Could you transcribe every record below exactly as written, leaving out any pictures?

* * * * * * *

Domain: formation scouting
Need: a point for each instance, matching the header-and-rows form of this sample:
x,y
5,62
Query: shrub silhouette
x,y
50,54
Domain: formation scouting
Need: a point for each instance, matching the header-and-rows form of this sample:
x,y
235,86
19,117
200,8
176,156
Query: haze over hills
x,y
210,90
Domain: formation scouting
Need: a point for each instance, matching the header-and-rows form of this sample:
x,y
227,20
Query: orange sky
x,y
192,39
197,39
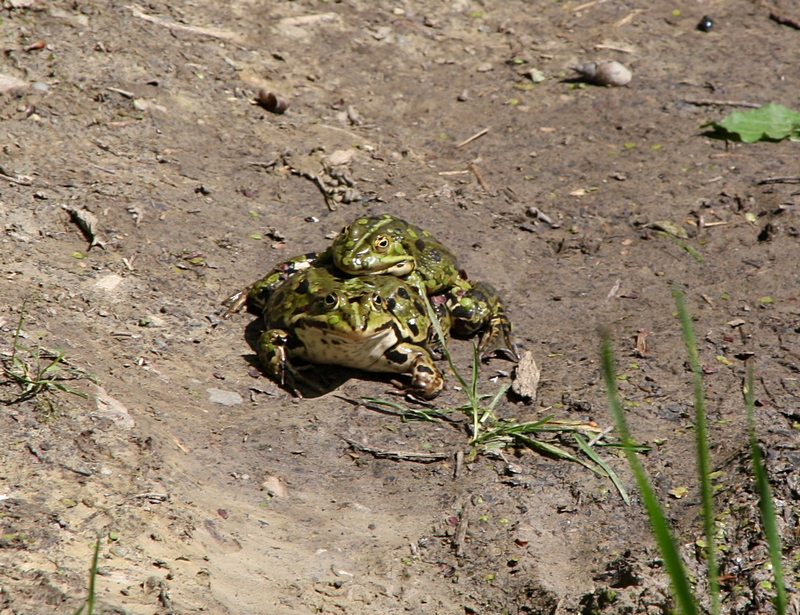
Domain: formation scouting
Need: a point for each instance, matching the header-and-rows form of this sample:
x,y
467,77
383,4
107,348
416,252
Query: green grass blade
x,y
89,604
407,413
591,454
765,503
19,329
703,454
658,523
551,450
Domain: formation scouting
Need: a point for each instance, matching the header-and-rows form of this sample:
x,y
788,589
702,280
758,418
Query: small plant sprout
x,y
37,370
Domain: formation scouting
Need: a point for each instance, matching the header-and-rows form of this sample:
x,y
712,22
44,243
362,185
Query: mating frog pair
x,y
360,304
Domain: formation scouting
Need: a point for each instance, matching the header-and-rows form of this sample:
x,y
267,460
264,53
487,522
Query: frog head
x,y
375,245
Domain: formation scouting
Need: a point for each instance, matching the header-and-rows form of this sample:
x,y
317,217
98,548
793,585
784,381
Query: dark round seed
x,y
705,24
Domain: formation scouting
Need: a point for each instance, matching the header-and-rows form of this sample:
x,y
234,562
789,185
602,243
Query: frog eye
x,y
331,301
381,243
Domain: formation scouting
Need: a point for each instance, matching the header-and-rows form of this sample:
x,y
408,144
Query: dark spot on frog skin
x,y
293,342
394,356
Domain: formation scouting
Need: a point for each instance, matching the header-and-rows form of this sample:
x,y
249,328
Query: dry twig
x,y
396,455
473,137
212,32
721,103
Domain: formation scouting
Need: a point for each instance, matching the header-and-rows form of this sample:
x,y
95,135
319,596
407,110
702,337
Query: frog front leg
x,y
406,358
257,293
273,352
476,307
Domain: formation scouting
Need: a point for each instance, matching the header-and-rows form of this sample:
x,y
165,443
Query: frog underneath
x,y
376,324
386,245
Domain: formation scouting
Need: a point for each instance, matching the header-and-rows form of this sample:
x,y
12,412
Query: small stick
x,y
474,168
722,103
473,137
124,93
599,436
784,21
627,19
461,529
212,32
780,180
588,5
613,48
397,455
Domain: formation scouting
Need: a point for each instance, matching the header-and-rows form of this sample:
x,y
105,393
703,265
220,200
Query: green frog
x,y
376,324
388,245
385,245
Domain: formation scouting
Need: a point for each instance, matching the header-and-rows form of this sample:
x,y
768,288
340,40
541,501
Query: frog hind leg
x,y
426,379
476,307
435,344
257,294
407,358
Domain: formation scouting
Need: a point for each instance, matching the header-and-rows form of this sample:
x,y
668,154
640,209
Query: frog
x,y
377,324
386,244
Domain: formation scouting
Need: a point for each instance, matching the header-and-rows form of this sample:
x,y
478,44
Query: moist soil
x,y
213,489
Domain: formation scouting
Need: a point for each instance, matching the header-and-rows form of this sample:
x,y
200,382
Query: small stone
x,y
109,282
226,398
274,487
110,408
526,377
151,320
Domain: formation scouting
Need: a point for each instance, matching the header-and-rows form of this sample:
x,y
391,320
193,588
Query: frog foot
x,y
477,308
498,342
274,356
426,379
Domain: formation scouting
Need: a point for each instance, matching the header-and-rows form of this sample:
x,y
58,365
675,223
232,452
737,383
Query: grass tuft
x,y
679,576
38,370
89,604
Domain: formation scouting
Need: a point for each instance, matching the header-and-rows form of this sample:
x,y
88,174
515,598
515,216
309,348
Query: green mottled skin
x,y
372,246
385,244
377,324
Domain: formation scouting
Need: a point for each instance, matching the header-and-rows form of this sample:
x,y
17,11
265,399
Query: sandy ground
x,y
213,489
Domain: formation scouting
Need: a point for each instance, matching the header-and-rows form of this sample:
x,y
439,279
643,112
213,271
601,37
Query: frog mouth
x,y
399,268
356,348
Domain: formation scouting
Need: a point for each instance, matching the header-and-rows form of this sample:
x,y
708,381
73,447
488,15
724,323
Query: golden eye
x,y
381,243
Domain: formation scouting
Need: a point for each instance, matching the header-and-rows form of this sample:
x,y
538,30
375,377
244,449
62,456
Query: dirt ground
x,y
212,488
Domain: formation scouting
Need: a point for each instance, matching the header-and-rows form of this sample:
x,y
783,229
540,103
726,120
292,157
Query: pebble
x,y
226,398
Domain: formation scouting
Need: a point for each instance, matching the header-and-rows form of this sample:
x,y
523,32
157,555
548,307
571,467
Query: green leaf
x,y
770,122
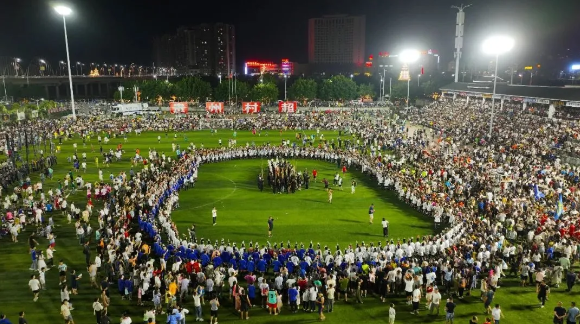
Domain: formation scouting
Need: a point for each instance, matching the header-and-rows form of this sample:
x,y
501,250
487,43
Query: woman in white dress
x,y
41,261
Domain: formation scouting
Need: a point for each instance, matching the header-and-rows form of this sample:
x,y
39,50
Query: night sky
x,y
121,31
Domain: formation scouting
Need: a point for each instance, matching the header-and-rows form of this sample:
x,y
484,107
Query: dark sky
x,y
121,31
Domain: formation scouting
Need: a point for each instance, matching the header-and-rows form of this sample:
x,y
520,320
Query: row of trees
x,y
9,113
269,89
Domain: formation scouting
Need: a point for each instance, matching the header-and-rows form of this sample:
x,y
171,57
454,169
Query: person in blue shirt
x,y
293,297
174,317
128,288
4,320
252,293
121,286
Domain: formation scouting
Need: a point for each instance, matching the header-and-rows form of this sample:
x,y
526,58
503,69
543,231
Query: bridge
x,y
85,87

* * * * * * *

_RESPONSE_
Domain: formation scouting
Need: a point for each instance, matching the header-and-rows form of this sample:
x,y
5,62
Query: shrub silhouette
x,y
50,54
Domain: formation scouting
Need: a point for each instance, matching the header-and-rows form of this sample:
x,y
235,86
19,117
200,8
176,156
Query: haze over hills
x,y
210,90
Domain: formation scouting
Need: a point for each instance, matching the header-and-rows form of this sample:
x,y
227,20
Query: orange sky
x,y
192,39
197,39
Domain: formation scouting
Need: a point for each instance, matching the header-and-rows form of this sample:
x,y
467,77
383,4
107,348
416,252
Query: green grass blade
x,y
89,604
407,413
591,454
765,503
19,329
703,454
658,523
551,450
Domain: formation scouting
Need: a point for each instance, matching the header-and-rows form of this sample:
x,y
788,589
702,280
758,418
Query: small plant sprout
x,y
37,370
Domain: formation scouting
Need: a point for each instance, matching the header-and-rows form of this sample:
x,y
712,22
44,243
362,185
Query: mating frog pair
x,y
360,304
Domain: formation scouting
Need: a point for each instance, matching the header-and-rows form of this sample:
x,y
267,460
264,53
487,522
Query: frog head
x,y
375,245
Domain: formation scouting
Need: a point for each instance, matching the header-and-rows form of this sample:
x,y
317,217
98,548
793,585
784,381
Query: dark round seed
x,y
705,24
Domain: formation scouting
Need: a point for each instance, matching the header-and-rows form of this sample:
x,y
234,562
789,185
602,243
Query: frog eye
x,y
331,301
381,243
Domain: formation scouting
Need: a point for each instance, matching the header-and-rows form of this sample:
x,y
408,144
Query: dark spot on frog skin
x,y
293,342
394,356
Domain: formation scouting
Need: a point for each instance, matching the header-and-rows form of this sample:
x,y
249,328
Query: dry twig
x,y
396,455
473,137
212,32
721,103
Domain: formation scouting
Need: a point for each instance, matching the header-and-rows form of this sample:
x,y
95,135
319,596
407,110
702,337
Query: frog front leg
x,y
406,358
257,293
273,352
476,307
Domain: formation scouting
Need: a point for each instance, matching the header-and-rows form of this sample:
x,y
165,443
Query: frog underneath
x,y
376,324
386,245
Domain: formation scouting
Need: a point for each instance, matching the header-and-rows form of this sample:
x,y
12,412
Query: small stick
x,y
474,168
722,103
473,137
124,93
599,436
784,21
627,19
461,529
212,32
780,180
588,5
613,48
397,455
Domain: formation scouting
Need: a point for each instance, matching the header-and-rows form of this sample:
x,y
105,393
703,265
220,200
Query: green frog
x,y
376,324
388,245
385,245
Domain: formation scouting
Need: a point for each instance, matching the header-and-rows form of this sample:
x,y
768,288
340,40
541,501
Query: frog hind leg
x,y
426,379
476,307
435,344
257,294
407,358
Domain: formation scouting
Need: a point for each instance, matching the header-and-rows form of this sample:
x,y
668,154
640,209
Query: frog
x,y
377,324
386,244
Domain: formation scouting
Need: a point for each instance, matching the header-and-rows form of this sample:
x,y
478,44
Query: moist soil
x,y
213,489
Domain: formation scouting
Need: a point for each instance, matching the header-and-rows form of this sample:
x,y
200,382
Query: small stone
x,y
109,282
226,398
274,487
110,408
526,377
151,320
Domain: formation scouting
Need: a point for each instance, matching the header-and-rows form of this sample:
x,y
391,320
193,588
Query: frog foot
x,y
477,308
498,342
274,356
426,379
Domain: formation scouting
Need: a point for each instance, matching the header-and-rows form of this sample:
x,y
58,365
675,223
232,452
737,383
Query: grass tuft
x,y
679,576
38,370
89,604
Domain: formation scouting
Need: a point for each instance, matching the header-and-rows form of this sample:
x,y
88,174
515,598
515,216
309,348
Query: green mottled skin
x,y
372,246
385,244
377,324
Domain: formation scouting
Need: a point for each instance, matching the header-and-rows form of this sample:
x,y
17,11
265,399
Query: sandy ground
x,y
213,489
Domain: formation scouting
Need: a point for each instance, matching the header-and-rows form of this sample:
x,y
439,279
643,112
213,271
601,37
Query: frog mouth
x,y
399,268
356,348
Domain: formation scouting
Need: a point for each instance, matching the header-and-rows form of this sample:
x,y
708,381
73,447
488,15
724,323
Query: golden eye
x,y
381,243
Domain: formation scouting
Need: a point for each instance, matching the header-and-rows form of this sample:
x,y
538,30
375,377
244,449
62,456
Query: dirt ground
x,y
212,488
Domain: formation scouting
Need: a point for each instance, matching the header-and-rows form of this sample:
x,y
783,229
540,103
726,120
292,157
Query: pebble
x,y
226,398
Domain: formation scouting
Need: a point for each instance, matching the header-and-rows form of this sample:
x,y
523,32
157,555
548,307
571,467
Query: green leaf
x,y
770,122
Domain: formation scouting
Need: a point for each instance, matching the header-and-rows form of this sample:
x,y
501,250
487,43
Query: woman in white dress
x,y
41,261
Domain: formation scouting
Need: a point for each instance, matching the header-and-rows form of this sample:
x,y
39,50
Query: night sky
x,y
121,31
Domain: formation scouting
Need: a point for each instance, matching the header-and-rows form of this sample:
x,y
484,107
Query: dark sky
x,y
121,31
Domain: formation scouting
Need: a point for each instance, matching the header-and-rows form of this sample:
x,y
520,320
Query: row of trees
x,y
9,113
269,89
Domain: formation scouting
Need: a point for each instance, matching the header-and-rows form of this sample:
x,y
171,57
454,169
Query: person in blue shirt
x,y
293,297
174,317
128,288
4,320
252,293
121,286
Domain: formation scouting
Need: a point for each instance, matching the header-and-rows form of this sample:
x,y
526,58
503,69
543,231
Query: bridge
x,y
85,87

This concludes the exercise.